EXERCISE REQUIREMENTS> Word for word, quote all of the material, omitting the pictures.

EXCERPTED RECORDS>
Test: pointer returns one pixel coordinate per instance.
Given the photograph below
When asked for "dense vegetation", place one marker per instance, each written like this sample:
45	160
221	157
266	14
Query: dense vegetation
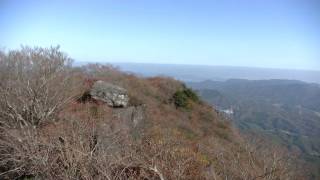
285	111
50	130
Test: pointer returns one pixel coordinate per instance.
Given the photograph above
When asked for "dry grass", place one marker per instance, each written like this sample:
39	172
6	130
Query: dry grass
86	140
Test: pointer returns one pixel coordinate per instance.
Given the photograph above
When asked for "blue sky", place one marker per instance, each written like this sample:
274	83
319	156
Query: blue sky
259	33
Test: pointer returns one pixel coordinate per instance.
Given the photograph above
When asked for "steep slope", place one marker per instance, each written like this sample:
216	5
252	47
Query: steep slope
285	111
52	129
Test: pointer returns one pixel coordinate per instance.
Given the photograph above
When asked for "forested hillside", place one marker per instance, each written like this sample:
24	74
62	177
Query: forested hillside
95	122
285	111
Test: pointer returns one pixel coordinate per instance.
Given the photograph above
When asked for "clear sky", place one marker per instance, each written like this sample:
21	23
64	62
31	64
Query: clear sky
260	33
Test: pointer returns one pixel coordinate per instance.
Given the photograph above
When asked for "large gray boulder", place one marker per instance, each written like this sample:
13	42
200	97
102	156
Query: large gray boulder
111	94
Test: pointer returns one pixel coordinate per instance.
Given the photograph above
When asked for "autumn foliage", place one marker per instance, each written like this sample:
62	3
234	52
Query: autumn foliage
46	133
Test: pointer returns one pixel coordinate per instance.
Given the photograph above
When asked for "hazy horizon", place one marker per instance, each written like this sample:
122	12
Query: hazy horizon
189	72
269	34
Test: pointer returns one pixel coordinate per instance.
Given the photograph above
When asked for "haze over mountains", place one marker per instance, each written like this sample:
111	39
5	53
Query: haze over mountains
202	72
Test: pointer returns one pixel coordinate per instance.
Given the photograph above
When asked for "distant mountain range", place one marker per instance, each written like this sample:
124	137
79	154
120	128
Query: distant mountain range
218	73
285	111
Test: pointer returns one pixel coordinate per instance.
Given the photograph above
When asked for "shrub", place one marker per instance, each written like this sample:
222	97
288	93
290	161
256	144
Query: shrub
183	98
34	85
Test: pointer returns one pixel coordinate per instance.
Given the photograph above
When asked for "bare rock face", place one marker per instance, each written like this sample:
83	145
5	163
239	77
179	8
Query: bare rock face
111	94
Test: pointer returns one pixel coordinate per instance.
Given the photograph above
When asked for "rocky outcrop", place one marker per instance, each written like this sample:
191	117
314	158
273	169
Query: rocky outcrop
111	94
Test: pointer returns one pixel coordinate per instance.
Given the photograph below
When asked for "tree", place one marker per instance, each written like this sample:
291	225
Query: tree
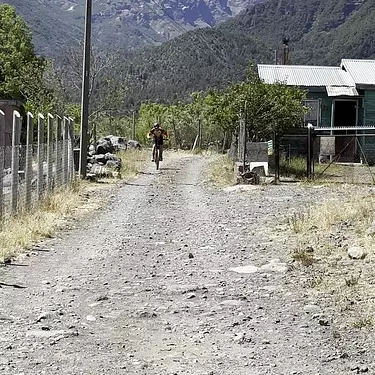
21	71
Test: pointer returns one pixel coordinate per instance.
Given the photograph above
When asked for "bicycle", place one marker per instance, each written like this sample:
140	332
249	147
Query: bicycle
157	153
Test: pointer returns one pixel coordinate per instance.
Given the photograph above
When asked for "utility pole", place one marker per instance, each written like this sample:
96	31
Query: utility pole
285	51
133	126
85	92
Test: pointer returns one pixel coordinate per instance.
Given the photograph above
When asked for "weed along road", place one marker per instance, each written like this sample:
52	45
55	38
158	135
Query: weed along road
177	276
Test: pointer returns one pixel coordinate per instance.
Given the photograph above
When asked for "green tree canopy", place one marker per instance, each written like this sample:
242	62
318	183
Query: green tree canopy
21	71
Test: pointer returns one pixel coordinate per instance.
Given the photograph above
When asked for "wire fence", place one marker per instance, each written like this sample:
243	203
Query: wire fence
39	161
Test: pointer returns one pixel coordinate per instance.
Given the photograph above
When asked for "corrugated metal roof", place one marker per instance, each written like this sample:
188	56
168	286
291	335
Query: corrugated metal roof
304	75
362	71
341	91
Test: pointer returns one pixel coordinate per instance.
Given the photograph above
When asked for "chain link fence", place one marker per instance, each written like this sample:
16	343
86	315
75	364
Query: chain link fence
39	161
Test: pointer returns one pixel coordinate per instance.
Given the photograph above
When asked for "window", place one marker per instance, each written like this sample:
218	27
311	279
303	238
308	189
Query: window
313	116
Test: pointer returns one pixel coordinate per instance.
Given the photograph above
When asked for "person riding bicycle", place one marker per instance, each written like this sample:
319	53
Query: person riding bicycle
158	134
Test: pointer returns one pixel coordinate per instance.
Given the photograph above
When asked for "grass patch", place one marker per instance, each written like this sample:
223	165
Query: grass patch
304	257
19	232
222	171
133	161
295	167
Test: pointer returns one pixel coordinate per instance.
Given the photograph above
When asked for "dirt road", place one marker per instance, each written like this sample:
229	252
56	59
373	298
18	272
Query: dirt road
152	286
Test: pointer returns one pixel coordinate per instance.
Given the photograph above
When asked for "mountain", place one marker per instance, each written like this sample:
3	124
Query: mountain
319	32
121	23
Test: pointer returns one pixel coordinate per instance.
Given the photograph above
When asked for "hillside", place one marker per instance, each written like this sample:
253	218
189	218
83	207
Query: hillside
120	23
320	32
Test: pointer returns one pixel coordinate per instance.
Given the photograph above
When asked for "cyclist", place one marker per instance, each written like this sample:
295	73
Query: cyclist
158	134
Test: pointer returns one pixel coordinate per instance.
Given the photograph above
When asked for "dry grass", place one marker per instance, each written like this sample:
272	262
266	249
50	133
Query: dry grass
222	171
133	161
329	229
20	232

SOLUTION FOR THIS TASK>
Test: pointer returns one pixel coordinate per instance.
Given the photograph below
When asked for "dense vegetation", place one marker per instance, each written like this sample:
45	160
221	157
266	14
Query: dense vegetation
285	111
50	130
Test: pointer returns one pixel coordinate per instance.
Given the photograph above
When asked for "dry grass", place one marker per instance, each written like this sample:
39	172
6	130
Query: dry grass
86	140
Test: pointer returns one pixel coordinate per instance.
Given the photograph above
When asked for "blue sky", place one marker per instance, each written like this sample:
274	83
319	156
Query: blue sky
259	33
Test: pointer returns one pixel coordinate per instance.
Given the photograph above
When asked for "steep slope", place one marker per instance, each written like this sample:
216	5
252	47
Query: steep slope
285	111
52	129
Test: pointer returns one pixel coordinate per instance.
Given the photograph above
When asked for "forested hillside", place one marker per instance, each written like this sample:
24	74
62	177
Query: forested hillside
95	122
285	111
Test: pointer returns one pixel coordinate per instance.
Given the photograph above
When asked for "clear sky", place one marker per instance, each written like this sample:
21	23
64	62
31	64
Query: clear sky
260	33
Test: pointer returns one pixel coordinate per instance.
Given the photograph above
When asked for "large gray boulder", place one marker per instance, each written like this sample:
13	42
200	97
102	156
Query: large gray boulder
111	94
Test: pointer returns one pixel coordinate per instance.
Given the photograph above
When asked for "autumn foliage", place one marker per instance, each written like this sample:
62	3
234	52
Query: autumn foliage
46	133
Test: pointer returns one pixel coordinate per instance.
Given the photograph above
When asked for "hazy horizon", place one marker per instance, each written like this sample:
122	12
Query: hazy horizon
189	72
269	34
Test: pointer returns one pixel coordinate per instance.
Given the photograph above
When asked for "haze over mountains", place one marker per instance, each written like this sample:
111	39
5	53
Query: haze over mountains
202	72
Test: pointer returns one pixel coordinate per instance.
Given the photograph above
When asked for "distant mountain range", place one marker per instance, each written like this sample:
124	137
79	154
120	128
Query: distant mountain range
218	73
285	111
Test: pointer returns one pixel coordinate per instance.
Given the photograph above
When asked for "shrub", place one marker per instance, each written like this sample:
222	97
288	93
290	161
256	144
Query: shrub
183	98
34	85
Test: pointer returns one pixel coordinate per instance.
Given the photograph above
When asked for "bare rock face", place one marker per instance, each written like this sample:
83	145
5	163
239	77
179	8
Query: bare rock face
111	94
Test: pointer returns one pixel coordinate per instance.
Given the photograph above
When asked for "rocky outcrop", place one marker per instance, each written like this sample:
191	117
314	158
273	169
Query: rocky outcrop
111	94
Test: pointer returns one pixel coordinate per instance.
Given the photograph below
When asked for "tree", place one marker per instance, each written like this sample:
291	225
Query: tree
21	71
Test: pointer returns one pixel coordinate per instance.
Given the photograph above
When asked for "bicycle", place one marker per instance, each written like this sample:
140	332
249	147
Query: bicycle
157	153
Test: pointer returns one pixel coordinate per instance.
Given the photograph above
When asked for "utility pole", place one marker per instance, each written like this sample:
96	31
Query: utility pole
285	51
133	126
85	92
Test: pointer returns one pixel coordinate per instance.
Given the photograph above
When asked for "weed along road", place one marker per instance, each written like this sample:
52	45
55	38
158	135
Query: weed along road
177	276
Test: pointer returns one pixel coordinate per instance.
Given the photograph above
When asked for "green tree canopy", place one marker per instance, each written like this sample:
242	62
318	183
Query: green tree canopy
21	71
Test: pointer returns one pixel coordinate per instance.
Given the photograph above
When asked for "wire fence", place one marker per instance, each written like this sample:
243	203
Query: wire fence
39	161
Test: pointer returns one pixel coordinate per instance.
Given the photograph above
When asked for "corrugated metal roof", place one marker per instance, each written like this sample:
188	56
168	286
291	335
Query: corrugated metal roof
304	75
362	71
341	91
Test: pointer returns one pixel coordinate per instance.
Given the photograph above
When asked for "chain link fence", place one marker per instance, each written like this sample:
16	343
86	315
75	364
Query: chain link fence
39	161
Test: pointer returns one pixel coordinate per instance.
Given the photograph above
When asked for "window", place one marker per instance, each written like this sample:
218	27
311	279
303	238
308	189
Query: window
313	116
Test: pointer returns one pixel coordinate per instance.
Given the photograph above
When asked for "person riding bicycle", place one marker per instance, each written like this sample:
319	53
Query: person riding bicycle
158	134
Test: pointer returns one pixel coordinate per instance.
Given the photograph above
When asked for "grass patch", place one marker per instance, each written like this sample:
223	165
Query: grass patch
304	257
19	232
222	171
133	161
295	167
Test: pointer returns one pixel coordinate per instance.
Given the photograph above
When asked for "dirt road", place one marker per instance, each written like this sample:
229	252
56	59
373	298
18	272
Query: dirt road
152	286
Test: pointer returns one pixel coordinate per instance.
Given the photograph above
When asked for "mountain", place one marker per instance, each written like this sample:
3	124
Query: mountain
319	32
121	23
Test: pointer returns one pixel coordinate per instance.
Given the photograph above
When asked for "hillside", place one marker per instance, each written like this sample:
253	218
189	218
83	207
Query: hillside
120	23
320	32
Test: pointer returns one pixel coordinate per instance.
Given the photograph above
When asked for "cyclist", place one marker per instance, each written like this sample:
295	73
Query: cyclist
158	134
Test: pointer returns one pixel coordinate per instance.
Given the photograph above
When asked for "dry grass", place one marker per instance, each written like this sample:
272	262
266	249
50	133
Query: dry grass
222	171
133	161
329	229
20	232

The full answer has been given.